>> start Given passage

Is that necessarily the case? On a cluster hosting partitions, assuming the 
leaders are evenly distributed, every node should receive a roughly equal share 
of the traffic. It does help a lot when the consumer throughput of a single 
partition exceeds the capacity of a single leader but at that point the topic 
ideally needs more partitions.

Aditya

________________________________________
From: James Cheng [jch...@tivo.com]
Sent: Wednesday, May 27, 2015 10:50 AM
To: users@kafka.apache.org
Subject: Re: Is fetching from in-sync replicas possible?

On May 26, 2015, at 1:44 PM, Joel Koshy <jjkosh...@gmail.com> wrote:

>> Apologies if this question has been asked before. If I understand things
>> correctly a client can only fetch from the leader of a partition, not from
>> an (in-sync) replica. I have a use case where it would be very beneficial
>> if it were possible to fetch from a replica instead of just the leader, and
>> I wonder why it is not allowed? Are there any consistency problems with
>> allowing it, for example? Is there any way to configure Kafka to allow it?

>> end Given passage

- _Tasks_:
[a] Answer these questions using the email thread:
(i) According to Aditya, what does a topic ideally need once the consumer throughput of a single partition exceeds the capacity of a single leader?
(ii) Who sent the message dated Wednesday, May 27, 2015, at 10:50 AM?
(iii) According to the quoted question, which source is a client able to fetch from?
[b] Continue the email thread on fetching from in-sync replicas, starting right after its final quoted sentence.
The records that follow the email thread are not required for anything here.

>> start Information shown

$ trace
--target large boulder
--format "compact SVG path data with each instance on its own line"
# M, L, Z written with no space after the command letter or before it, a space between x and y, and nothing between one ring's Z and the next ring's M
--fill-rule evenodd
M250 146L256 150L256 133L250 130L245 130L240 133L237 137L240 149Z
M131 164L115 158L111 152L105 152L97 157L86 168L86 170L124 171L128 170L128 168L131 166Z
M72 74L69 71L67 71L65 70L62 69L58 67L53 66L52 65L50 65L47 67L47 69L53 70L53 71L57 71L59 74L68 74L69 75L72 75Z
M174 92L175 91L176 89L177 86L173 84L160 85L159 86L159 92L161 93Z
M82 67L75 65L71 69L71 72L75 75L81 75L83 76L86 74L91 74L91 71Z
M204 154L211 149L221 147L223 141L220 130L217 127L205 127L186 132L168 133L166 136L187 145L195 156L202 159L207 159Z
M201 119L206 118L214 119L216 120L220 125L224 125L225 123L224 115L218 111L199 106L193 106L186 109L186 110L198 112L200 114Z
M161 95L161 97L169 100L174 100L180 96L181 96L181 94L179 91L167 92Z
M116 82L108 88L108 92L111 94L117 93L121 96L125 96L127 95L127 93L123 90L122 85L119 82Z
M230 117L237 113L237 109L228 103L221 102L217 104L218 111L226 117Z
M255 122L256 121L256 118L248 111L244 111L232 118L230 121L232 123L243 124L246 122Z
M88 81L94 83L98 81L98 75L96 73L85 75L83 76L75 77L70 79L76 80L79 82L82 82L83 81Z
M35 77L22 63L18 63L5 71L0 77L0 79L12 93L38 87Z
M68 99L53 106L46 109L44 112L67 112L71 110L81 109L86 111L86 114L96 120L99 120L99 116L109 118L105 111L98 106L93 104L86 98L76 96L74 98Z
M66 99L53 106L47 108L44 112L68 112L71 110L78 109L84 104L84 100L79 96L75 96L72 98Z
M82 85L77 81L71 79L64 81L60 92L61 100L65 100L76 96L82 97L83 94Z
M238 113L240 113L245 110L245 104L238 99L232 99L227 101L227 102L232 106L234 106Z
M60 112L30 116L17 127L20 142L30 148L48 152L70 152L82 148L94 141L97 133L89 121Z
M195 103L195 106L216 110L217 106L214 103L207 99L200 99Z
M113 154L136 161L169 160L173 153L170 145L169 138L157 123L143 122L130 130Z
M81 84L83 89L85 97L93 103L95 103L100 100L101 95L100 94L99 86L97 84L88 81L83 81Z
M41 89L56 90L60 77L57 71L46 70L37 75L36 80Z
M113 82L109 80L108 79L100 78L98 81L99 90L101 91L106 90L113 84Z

>> end Information shown

- _Answers_:
[a]
(i) More partitions.
(ii) James Cheng.
(iii) Only the leader of a partition, not an (in-sync) replica.

[b]
>
> Yes this should be possible.  I don't think there are any consistency
> issues (barring any bugs) since we never expose past the
> high-watermark and the follower HW is strictly <= leader HW. Can you
> file a jira for this?
>

Wouldn't this allow Kafka to scale to handle a lot more consumer traffic? 
Currently, consumers all have to read from the leader, which means that the 
network/disk bandwidth of a particular leader is the bottleneck. If consumers 
could read from in-sync replicas, then a single node no longer is the 
bottleneck for reads. You could scale out your read capacity as far as you want.

-James


>> The use case is a Kafka cluster running in EC2 across three availability
>> zones.
>
> Out of curiosity - what's the typical latency (distribution) you see
> between zones?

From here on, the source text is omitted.